● **Point localization data**
=== Section Start ===

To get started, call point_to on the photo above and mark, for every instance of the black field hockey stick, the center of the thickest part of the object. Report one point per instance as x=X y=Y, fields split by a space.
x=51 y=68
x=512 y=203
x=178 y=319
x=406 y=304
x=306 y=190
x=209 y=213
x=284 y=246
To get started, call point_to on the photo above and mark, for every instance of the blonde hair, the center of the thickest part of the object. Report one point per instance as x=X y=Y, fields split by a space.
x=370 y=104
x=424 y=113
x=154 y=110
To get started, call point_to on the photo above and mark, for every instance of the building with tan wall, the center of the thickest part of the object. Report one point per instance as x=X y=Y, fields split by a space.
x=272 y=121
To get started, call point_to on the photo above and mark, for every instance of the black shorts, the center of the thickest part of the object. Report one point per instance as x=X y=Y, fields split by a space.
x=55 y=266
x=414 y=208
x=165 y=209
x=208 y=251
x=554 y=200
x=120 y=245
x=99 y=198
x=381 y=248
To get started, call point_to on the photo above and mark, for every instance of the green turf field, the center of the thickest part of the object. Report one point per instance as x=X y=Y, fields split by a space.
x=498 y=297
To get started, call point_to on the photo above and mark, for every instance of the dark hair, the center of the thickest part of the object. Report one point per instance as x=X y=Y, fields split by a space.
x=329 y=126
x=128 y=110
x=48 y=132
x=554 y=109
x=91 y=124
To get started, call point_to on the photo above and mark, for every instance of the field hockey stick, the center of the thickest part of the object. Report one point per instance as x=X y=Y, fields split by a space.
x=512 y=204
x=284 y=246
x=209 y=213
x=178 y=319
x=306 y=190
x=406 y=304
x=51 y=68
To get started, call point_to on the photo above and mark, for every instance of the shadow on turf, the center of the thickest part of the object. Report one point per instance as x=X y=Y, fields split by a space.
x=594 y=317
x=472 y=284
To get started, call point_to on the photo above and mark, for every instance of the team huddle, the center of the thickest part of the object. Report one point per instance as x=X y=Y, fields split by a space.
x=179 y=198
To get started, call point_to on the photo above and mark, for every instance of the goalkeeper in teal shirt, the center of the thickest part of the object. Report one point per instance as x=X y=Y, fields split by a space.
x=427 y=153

=== Section End ===

Your answer must be the line that contains "of the team" and every line after it to the end of the records, reproduced exactly.

To get started, call point_to on the photo above and mark, for every instance of the team huddle, the center of the thickest part of the object. Report one point per instance as x=X y=Y, fields split by a space.
x=179 y=198
To get started, call point_to on the photo above and mark, for every instance of the goalkeeper in teal shirt, the center of the thickest part of the object. Report one point per instance as x=X y=Y, fields split by a space.
x=427 y=153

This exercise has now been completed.